WRITTEN INSTRUCTION: Keep only the lines in the data below that contain the string "damaged", and copy each one out in its original order. Treat uppercase and lowercase as different.

EXTRACTED ENTRIES:
——————————
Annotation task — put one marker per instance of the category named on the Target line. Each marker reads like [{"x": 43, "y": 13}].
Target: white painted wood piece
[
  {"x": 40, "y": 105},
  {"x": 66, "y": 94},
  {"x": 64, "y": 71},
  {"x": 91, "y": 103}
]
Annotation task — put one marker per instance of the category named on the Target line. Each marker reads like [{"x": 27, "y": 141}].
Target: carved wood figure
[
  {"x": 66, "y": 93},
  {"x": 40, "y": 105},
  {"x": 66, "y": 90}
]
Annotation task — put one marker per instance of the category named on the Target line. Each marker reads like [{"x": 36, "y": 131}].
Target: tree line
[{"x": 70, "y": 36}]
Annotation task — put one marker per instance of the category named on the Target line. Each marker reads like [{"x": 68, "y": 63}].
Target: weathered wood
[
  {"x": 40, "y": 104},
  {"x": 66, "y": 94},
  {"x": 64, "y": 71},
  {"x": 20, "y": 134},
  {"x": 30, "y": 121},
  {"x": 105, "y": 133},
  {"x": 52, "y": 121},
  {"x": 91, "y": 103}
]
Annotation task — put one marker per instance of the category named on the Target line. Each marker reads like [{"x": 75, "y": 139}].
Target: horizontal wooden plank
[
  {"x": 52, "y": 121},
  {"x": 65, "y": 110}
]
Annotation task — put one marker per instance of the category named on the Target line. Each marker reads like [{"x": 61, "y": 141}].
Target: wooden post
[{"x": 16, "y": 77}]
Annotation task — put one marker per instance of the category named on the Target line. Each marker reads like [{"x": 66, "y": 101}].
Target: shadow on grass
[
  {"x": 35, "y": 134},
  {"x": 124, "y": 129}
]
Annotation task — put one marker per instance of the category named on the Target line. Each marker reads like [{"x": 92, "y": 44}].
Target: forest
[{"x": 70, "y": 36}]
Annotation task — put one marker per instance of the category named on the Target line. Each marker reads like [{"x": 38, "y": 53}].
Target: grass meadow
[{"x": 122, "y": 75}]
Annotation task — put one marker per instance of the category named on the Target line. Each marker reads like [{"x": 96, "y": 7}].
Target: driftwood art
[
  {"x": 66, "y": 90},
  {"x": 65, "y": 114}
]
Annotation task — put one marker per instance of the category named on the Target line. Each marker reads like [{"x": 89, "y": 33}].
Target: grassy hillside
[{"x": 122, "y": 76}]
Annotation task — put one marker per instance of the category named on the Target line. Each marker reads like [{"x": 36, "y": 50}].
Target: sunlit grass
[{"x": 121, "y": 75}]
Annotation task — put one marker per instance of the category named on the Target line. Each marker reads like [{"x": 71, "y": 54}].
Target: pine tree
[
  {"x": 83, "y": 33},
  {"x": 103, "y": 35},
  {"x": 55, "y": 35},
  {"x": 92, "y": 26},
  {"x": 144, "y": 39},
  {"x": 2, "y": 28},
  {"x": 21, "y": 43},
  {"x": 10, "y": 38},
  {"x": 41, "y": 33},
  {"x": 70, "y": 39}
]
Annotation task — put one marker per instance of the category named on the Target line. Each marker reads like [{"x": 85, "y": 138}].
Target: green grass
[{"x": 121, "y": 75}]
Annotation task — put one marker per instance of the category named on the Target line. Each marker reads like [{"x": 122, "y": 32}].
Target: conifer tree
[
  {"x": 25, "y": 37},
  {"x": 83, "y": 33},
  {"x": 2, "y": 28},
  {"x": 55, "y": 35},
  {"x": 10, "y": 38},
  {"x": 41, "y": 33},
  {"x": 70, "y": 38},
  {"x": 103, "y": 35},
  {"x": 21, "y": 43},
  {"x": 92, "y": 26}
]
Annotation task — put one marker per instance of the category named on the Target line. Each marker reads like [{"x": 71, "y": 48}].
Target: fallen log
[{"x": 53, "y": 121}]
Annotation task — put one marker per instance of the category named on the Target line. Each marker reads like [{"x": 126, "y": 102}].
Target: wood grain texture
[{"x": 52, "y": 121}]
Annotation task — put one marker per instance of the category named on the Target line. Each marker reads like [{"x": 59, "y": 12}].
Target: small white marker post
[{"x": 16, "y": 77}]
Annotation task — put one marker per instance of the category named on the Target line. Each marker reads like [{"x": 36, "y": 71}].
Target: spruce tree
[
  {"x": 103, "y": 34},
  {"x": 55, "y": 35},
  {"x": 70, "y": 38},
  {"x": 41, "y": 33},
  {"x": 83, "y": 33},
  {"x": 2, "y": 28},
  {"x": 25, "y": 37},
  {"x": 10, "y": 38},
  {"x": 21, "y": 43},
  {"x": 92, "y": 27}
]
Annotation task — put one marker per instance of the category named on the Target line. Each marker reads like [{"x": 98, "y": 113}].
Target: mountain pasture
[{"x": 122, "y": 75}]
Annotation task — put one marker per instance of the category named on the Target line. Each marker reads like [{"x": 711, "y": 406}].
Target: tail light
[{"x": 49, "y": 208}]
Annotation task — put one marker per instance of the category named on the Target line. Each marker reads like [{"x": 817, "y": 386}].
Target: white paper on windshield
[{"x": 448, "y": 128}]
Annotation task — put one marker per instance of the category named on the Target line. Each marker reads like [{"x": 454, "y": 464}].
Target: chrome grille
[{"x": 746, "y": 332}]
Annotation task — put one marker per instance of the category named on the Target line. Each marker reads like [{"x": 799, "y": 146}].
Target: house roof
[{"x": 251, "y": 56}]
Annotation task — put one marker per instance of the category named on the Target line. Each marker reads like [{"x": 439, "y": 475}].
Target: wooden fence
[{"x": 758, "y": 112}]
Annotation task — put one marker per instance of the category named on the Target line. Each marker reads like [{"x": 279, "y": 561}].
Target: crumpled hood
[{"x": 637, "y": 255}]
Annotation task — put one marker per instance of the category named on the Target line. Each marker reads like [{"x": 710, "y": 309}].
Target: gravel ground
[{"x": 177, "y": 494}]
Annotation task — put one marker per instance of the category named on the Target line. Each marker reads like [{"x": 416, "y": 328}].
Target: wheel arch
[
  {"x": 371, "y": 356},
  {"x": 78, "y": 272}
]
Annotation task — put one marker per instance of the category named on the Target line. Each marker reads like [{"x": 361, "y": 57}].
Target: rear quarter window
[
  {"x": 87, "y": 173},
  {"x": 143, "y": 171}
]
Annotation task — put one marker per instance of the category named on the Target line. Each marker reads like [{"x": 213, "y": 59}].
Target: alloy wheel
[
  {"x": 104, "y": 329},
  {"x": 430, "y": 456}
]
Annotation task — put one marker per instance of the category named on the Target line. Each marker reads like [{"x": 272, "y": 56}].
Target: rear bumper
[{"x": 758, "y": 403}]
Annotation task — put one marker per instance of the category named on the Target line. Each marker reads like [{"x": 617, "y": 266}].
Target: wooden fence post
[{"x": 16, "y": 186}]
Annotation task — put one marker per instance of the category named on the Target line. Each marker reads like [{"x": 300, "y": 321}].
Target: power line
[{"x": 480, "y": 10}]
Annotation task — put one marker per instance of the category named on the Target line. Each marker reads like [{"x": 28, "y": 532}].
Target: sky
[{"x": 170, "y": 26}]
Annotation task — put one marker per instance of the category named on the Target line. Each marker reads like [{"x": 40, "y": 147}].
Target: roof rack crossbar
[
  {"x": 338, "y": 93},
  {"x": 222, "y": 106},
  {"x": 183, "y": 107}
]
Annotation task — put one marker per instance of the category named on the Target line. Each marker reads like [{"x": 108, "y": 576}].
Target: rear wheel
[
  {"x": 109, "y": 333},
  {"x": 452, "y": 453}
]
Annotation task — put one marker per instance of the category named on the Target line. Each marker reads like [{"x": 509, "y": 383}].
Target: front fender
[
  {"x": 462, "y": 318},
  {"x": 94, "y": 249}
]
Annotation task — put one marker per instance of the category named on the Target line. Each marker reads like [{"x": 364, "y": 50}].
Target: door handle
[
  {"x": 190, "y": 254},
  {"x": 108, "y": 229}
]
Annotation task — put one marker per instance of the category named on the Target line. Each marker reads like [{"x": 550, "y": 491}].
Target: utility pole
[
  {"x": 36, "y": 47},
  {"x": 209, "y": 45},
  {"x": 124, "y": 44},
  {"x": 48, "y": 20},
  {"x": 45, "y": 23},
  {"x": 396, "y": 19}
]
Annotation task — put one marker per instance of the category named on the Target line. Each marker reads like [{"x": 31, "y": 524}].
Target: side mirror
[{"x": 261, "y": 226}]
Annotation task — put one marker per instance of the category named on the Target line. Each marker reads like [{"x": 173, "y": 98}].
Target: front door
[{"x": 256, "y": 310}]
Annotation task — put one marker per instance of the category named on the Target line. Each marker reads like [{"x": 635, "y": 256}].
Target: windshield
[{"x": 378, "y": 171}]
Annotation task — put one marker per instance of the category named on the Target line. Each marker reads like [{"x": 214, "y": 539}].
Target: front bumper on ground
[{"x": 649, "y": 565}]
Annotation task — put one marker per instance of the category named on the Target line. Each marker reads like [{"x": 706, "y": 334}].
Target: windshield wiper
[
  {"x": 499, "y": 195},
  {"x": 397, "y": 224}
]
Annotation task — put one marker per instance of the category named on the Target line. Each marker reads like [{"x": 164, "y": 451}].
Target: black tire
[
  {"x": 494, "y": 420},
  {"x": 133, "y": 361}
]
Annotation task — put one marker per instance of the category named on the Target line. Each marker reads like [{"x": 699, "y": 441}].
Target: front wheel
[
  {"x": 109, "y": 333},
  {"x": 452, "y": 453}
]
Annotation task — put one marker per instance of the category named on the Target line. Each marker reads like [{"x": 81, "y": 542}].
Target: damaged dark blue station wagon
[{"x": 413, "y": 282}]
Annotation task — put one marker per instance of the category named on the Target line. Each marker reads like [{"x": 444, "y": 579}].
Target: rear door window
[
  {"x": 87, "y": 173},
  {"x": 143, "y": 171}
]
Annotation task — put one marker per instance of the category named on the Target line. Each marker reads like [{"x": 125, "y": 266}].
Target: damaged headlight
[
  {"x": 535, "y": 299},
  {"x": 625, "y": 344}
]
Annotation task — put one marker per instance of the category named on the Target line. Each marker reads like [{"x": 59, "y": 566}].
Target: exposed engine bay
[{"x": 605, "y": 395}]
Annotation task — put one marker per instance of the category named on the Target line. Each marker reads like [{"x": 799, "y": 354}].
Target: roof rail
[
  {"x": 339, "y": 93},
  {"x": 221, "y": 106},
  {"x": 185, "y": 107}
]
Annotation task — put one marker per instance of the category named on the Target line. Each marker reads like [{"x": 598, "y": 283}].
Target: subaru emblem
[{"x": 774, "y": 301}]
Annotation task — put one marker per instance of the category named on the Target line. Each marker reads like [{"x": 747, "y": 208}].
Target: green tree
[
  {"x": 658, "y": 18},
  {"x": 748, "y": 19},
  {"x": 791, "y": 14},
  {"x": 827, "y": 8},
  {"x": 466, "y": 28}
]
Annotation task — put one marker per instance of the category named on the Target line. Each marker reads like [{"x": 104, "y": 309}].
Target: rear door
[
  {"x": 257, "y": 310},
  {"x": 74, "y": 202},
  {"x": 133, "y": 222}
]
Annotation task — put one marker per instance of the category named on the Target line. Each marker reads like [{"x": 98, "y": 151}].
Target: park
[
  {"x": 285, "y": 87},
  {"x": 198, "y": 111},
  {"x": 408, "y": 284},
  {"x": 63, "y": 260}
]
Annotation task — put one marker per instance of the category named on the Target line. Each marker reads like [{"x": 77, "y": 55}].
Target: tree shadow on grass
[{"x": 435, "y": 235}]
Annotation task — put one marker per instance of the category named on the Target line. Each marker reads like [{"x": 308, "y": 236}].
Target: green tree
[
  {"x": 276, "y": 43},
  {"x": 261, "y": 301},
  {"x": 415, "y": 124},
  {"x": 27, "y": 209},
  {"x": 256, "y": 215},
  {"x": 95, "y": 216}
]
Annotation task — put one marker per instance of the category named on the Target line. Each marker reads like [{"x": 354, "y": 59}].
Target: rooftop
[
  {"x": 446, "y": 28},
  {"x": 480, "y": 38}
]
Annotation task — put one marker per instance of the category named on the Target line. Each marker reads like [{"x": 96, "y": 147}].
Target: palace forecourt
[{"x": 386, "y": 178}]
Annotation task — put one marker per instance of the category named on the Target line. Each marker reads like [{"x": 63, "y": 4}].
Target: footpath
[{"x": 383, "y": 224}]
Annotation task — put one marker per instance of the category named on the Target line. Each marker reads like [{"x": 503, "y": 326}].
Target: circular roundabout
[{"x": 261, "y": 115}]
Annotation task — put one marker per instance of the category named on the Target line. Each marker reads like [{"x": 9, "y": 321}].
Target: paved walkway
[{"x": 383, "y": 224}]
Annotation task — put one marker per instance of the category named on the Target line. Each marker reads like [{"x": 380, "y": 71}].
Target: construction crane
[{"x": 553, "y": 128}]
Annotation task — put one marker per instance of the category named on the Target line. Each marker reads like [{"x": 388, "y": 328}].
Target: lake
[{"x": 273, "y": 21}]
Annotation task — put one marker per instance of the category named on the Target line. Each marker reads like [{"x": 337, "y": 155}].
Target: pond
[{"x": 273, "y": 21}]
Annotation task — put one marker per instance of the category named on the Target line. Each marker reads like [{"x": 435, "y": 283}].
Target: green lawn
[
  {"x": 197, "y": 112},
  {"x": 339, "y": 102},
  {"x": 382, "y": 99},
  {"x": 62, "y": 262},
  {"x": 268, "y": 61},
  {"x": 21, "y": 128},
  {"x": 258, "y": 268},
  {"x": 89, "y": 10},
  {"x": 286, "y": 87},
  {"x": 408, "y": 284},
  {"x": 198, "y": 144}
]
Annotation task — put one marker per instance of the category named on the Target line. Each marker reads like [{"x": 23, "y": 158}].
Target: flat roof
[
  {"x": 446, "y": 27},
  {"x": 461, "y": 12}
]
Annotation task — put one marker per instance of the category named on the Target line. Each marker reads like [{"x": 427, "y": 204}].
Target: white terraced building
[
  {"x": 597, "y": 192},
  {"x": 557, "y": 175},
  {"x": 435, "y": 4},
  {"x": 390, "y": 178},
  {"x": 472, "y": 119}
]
——————————
COMPLETE OUTPUT:
Target: damaged dark blue station wagon
Target: damaged headlight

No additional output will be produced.